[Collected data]
++++++++++

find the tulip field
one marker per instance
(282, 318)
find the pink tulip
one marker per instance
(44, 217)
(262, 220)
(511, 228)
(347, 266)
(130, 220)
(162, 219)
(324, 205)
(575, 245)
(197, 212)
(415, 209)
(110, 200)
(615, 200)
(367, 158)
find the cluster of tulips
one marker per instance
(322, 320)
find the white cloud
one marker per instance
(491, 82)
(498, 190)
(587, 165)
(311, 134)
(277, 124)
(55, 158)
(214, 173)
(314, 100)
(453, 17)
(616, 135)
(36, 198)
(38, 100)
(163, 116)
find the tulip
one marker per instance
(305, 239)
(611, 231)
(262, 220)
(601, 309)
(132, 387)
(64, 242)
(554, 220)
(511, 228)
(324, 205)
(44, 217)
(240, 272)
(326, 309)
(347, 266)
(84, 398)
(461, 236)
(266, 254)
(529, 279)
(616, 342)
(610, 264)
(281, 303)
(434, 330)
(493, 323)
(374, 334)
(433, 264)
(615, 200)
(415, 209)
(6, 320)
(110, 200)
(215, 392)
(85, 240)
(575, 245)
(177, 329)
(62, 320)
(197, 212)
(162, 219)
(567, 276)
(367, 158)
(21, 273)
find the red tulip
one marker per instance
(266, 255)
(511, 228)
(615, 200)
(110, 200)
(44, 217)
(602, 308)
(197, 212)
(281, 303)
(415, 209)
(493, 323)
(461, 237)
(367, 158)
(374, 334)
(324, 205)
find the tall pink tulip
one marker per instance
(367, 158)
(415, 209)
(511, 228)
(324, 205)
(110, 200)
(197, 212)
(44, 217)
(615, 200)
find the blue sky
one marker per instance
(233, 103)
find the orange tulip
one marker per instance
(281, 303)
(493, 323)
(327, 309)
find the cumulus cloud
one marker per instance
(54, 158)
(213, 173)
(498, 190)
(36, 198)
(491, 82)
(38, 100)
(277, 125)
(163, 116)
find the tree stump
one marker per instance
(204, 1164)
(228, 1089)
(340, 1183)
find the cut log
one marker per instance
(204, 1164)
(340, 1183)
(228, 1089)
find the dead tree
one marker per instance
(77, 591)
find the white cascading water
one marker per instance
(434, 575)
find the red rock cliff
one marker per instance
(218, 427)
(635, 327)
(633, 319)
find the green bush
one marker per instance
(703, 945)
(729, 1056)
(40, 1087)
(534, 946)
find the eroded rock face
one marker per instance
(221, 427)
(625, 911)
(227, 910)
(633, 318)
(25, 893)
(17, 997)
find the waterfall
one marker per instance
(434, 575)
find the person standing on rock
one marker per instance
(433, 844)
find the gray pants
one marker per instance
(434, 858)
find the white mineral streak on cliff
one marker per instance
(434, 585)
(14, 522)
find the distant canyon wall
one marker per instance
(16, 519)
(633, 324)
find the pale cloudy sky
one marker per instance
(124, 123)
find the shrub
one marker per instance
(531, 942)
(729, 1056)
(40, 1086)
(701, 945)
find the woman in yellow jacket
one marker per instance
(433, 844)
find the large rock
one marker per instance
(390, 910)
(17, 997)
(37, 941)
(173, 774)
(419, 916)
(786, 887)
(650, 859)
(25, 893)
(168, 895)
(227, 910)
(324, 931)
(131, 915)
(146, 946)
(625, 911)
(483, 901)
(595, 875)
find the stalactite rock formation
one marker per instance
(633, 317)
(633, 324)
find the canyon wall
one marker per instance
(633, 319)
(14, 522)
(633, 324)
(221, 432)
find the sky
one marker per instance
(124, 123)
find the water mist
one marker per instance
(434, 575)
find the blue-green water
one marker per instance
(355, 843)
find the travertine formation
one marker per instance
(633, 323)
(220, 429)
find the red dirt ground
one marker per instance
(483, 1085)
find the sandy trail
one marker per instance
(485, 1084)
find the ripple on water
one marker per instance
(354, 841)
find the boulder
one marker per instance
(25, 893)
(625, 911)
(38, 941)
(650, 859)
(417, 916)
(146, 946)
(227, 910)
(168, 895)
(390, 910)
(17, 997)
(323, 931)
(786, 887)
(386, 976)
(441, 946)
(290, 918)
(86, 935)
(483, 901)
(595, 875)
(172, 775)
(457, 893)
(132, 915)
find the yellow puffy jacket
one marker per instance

++++++++++

• GIVEN TASK
Would you copy out each line exactly as written?

• RESULT OF THE TASK
find the tulip field
one marker per instance
(282, 318)
find the pink tulip
one marker per instance
(44, 217)
(262, 220)
(511, 228)
(347, 266)
(130, 220)
(162, 219)
(324, 205)
(575, 245)
(197, 212)
(415, 209)
(110, 200)
(615, 200)
(367, 158)
find the cluster of tulips
one marker per instance
(322, 320)
find the white cloud
one marker per instance
(491, 82)
(498, 190)
(587, 165)
(311, 134)
(277, 124)
(55, 158)
(214, 173)
(314, 100)
(453, 17)
(616, 135)
(36, 198)
(38, 100)
(163, 116)
find the tulip
one marker per instance
(305, 239)
(611, 231)
(262, 220)
(601, 309)
(132, 387)
(64, 242)
(554, 220)
(511, 228)
(324, 205)
(44, 217)
(240, 272)
(326, 309)
(347, 266)
(84, 398)
(461, 236)
(266, 254)
(529, 279)
(616, 342)
(610, 264)
(281, 303)
(434, 330)
(493, 323)
(374, 334)
(433, 264)
(615, 200)
(415, 209)
(6, 320)
(110, 200)
(215, 392)
(85, 240)
(575, 245)
(177, 329)
(62, 320)
(197, 212)
(162, 219)
(567, 276)
(367, 158)
(21, 273)
find the red tulip
one marker per instance
(266, 255)
(511, 228)
(615, 200)
(110, 200)
(44, 217)
(602, 308)
(197, 212)
(281, 303)
(415, 209)
(493, 323)
(461, 237)
(367, 158)
(374, 334)
(324, 205)
find the tall pink tulip
one marker per instance
(367, 158)
(415, 209)
(511, 228)
(324, 205)
(110, 200)
(197, 212)
(44, 217)
(615, 200)
find the blue sky
one marker per instance
(233, 103)
find the orange tulip
one marker per instance
(281, 303)
(493, 323)
(327, 309)
find the cumulus cloud
one marker per instance
(54, 158)
(213, 173)
(498, 190)
(36, 198)
(491, 82)
(38, 100)
(277, 125)
(163, 116)
find the tree stump
one marker per instance
(204, 1164)
(228, 1089)
(340, 1183)
find the cut log
one marker per instance
(204, 1164)
(340, 1183)
(228, 1089)
find the dead tree
one marker per instance
(77, 591)
find the white cascading water
one marker per instance
(434, 575)
find the red rock cliff
one marker per instance
(218, 427)
(635, 327)
(633, 319)
find the green bush
one marker per instance
(703, 945)
(729, 1056)
(40, 1087)
(534, 946)
find the eroded rock face
one marker per instance
(221, 427)
(625, 911)
(227, 910)
(633, 318)
(25, 893)
(17, 997)
find the waterfall
one marker per instance
(434, 575)
find the person standing on rock
one marker per instance
(433, 844)
find the gray pants
one marker per instance
(434, 858)
find the white mineral streak on cliff
one marker per instance
(434, 585)
(14, 522)
find the distant canyon wall
one marker per instance
(16, 519)
(633, 324)
find the pale cloudy sky
one marker per instance
(124, 123)
find the shrub
one marker per instance
(531, 942)
(729, 1056)
(40, 1086)
(701, 945)
find the woman in yellow jacket
one marker per instance
(433, 844)
find the large rock
one marker per instance
(390, 910)
(17, 997)
(37, 941)
(173, 774)
(419, 916)
(786, 887)
(650, 859)
(25, 893)
(168, 895)
(227, 910)
(324, 931)
(131, 915)
(146, 946)
(625, 911)
(483, 901)
(595, 875)
find the stalactite rock formation
one marker per instance
(633, 317)
(633, 324)
find the canyon wall
one marker per instance
(633, 319)
(14, 522)
(633, 324)
(221, 432)
find the sky
one marker per instance
(124, 123)
find the water mist
one marker per instance
(434, 575)
find the blue-green water
one marker per instance
(355, 843)
find the travertine formation
one marker per instance
(633, 323)
(220, 429)
find the red dirt ground
one marker per instance
(483, 1085)
find the sandy trail
one marker per instance
(485, 1084)
find the ripple on water
one marker per instance
(354, 841)
find the boulder
one marker per instance
(25, 893)
(625, 911)
(38, 941)
(650, 859)
(417, 916)
(146, 946)
(227, 910)
(168, 895)
(390, 910)
(17, 997)
(323, 931)
(786, 887)
(386, 976)
(441, 946)
(290, 918)
(86, 935)
(483, 901)
(595, 875)
(172, 775)
(457, 893)
(132, 915)
find the yellow puffy jacket
one marker per instance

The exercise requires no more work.